(Excerto do texto):
-=-=-=-=-
3ª - A circunstância de terem sido emitidas certidões autónomas que, diz-se, irão dar origem a outros processos é irrelevante para este efeito, na medida em que permanecem neste processo todos os elementos de que foram ou vierem a ser extraídas certidões e, portanto, tais elementos fazem parte deste processo e deste inquérito em que foi proferida acusação e que o Arguido pode e quer consultar para organizar a sus defesa.
4ª - Este inquérito, que deu origem a esta acusação, neste processo, está, portanto, encerrado.
5ª - O segundo argumento, por seu turno, também não é verdadeiro, desde logo, porque confunde o inquérito com o processo, que são duas realidades ontológicas e conceptuais distintas.
6ª - Depois, e sobretudo, porque o JIC é a única entidade competente para exercer as funções jurisdicionais relativas ao inquérito – arts. 17º, 268º e 269º -, por ele devendo ser presididos, praticados ou autorizados todos os actos que directamente se prendem com os direitos fundamentais das pessoas – cfr. o n.º 45 do art. 2º da Lei 43/86.
7ª - O mais básico, elementar e fundamental direito do Arguido é o de ‘preparar a defesa dentro dos prazos para tal estipulados por lei’, como se lê na parte final do n.º 1 do art. 89º.
8ª - Esse direito é corolário da garantia proclamada no n.º 1 do art. 32º e do direito inscrito no n.º 1 do art. 20º, ambos da CRP.
9ª - O direito de consulta dos autos e obtenção de cópias é instrumental desse direito mais amplo de organização da defesa ou do direito mais abrangente a um processo justo e equitativo (art. 20º, n.º 4, CRP).
10ª - Daí que qualquer decisão relacionada com ele, seja qual for a fase em que o processo se desenvolve, interfira com os direitos e garantias essenciais do Arguido e tenha conteúdo e natureza jurisdicional e só possa ser proferido, antes da fase do julgamento, pelo Juiz de Instrução Criminal – cfr., v.g., acs. TC n.ºs 247/96 e 121/97.
-=-=-=-=-
Dados extraídos de uma coleção
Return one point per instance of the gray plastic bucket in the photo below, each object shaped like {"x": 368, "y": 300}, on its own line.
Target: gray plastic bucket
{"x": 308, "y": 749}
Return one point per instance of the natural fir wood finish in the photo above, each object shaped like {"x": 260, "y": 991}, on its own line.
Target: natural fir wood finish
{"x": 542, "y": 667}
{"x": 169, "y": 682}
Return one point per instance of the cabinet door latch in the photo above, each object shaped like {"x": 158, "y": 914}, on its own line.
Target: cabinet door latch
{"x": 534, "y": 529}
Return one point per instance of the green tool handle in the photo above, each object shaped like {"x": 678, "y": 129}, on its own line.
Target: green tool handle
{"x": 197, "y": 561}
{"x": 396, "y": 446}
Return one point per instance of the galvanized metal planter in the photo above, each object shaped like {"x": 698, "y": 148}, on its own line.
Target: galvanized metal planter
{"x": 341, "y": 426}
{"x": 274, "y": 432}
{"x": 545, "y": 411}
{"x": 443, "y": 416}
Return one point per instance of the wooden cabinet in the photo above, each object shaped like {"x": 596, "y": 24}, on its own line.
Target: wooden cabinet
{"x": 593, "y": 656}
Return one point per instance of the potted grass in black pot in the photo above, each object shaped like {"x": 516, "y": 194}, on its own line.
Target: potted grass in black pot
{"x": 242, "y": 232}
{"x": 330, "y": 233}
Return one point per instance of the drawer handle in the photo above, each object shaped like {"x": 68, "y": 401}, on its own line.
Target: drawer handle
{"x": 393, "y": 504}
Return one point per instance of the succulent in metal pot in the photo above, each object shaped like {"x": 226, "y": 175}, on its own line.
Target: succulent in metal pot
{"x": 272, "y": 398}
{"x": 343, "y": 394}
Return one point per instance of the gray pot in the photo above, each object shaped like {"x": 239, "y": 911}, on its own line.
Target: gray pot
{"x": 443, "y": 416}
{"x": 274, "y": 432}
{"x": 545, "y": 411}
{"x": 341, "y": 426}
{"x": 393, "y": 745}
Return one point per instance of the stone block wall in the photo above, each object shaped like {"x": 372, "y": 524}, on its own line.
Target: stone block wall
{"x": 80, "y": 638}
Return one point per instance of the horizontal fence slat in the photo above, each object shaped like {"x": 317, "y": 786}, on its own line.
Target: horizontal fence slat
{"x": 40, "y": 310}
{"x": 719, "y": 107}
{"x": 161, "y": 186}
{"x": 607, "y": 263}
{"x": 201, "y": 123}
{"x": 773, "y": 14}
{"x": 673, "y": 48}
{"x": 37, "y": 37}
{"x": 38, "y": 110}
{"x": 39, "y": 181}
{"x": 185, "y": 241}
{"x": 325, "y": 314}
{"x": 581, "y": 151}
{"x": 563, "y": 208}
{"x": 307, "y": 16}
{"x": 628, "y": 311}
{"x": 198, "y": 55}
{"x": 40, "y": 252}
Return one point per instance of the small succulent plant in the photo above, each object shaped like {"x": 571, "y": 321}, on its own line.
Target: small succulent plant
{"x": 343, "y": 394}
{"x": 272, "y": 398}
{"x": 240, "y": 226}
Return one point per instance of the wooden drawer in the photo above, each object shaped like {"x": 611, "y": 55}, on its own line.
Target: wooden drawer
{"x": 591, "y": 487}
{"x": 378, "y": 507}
-=-=-=-=-
(Tarefas propostas):
a: Reescreva sob a forma de lista, de modo mais breve e mantendo os factos principais, o parágrafo do excerto que começa por "6ª - Depois, e sobretudo".
b: Responda às seguintes perguntas com base no excerto, uma por linha:
(i) Com que realidade confunde o segundo argumento o inquérito?
(ii) Qual é o mais básico, elementar e fundamental direito do Arguido?
(iii) Em que situação se encontra o inquérito que deu origem à acusação?
c: Cite o trecho do excerto que começa com "5ª - O segundo" e prossegue até "e conceptuais distintas.".

(Em resposta):
a:
- O JIC é a única entidade competente para exercer as funções jurisdicionais relativas ao inquérito (arts. 17º, 268º e 269º).
- Cabe-lhe presidir, praticar ou autorizar todos os actos que se prendem directamente com os direitos fundamentais das pessoas (cfr. o n.º 45 do art. 2º da Lei 43/86).

b:
(i) Com o processo.
(ii) O de "preparar a defesa dentro dos prazos para tal estipulados por lei".
(iii) Está encerrado.

c:
5ª - O segundo argumento, por seu turno, também não é verdadeiro, desde logo, porque confunde o inquérito com o processo, que são duas realidades ontológicas e conceptuais distintas.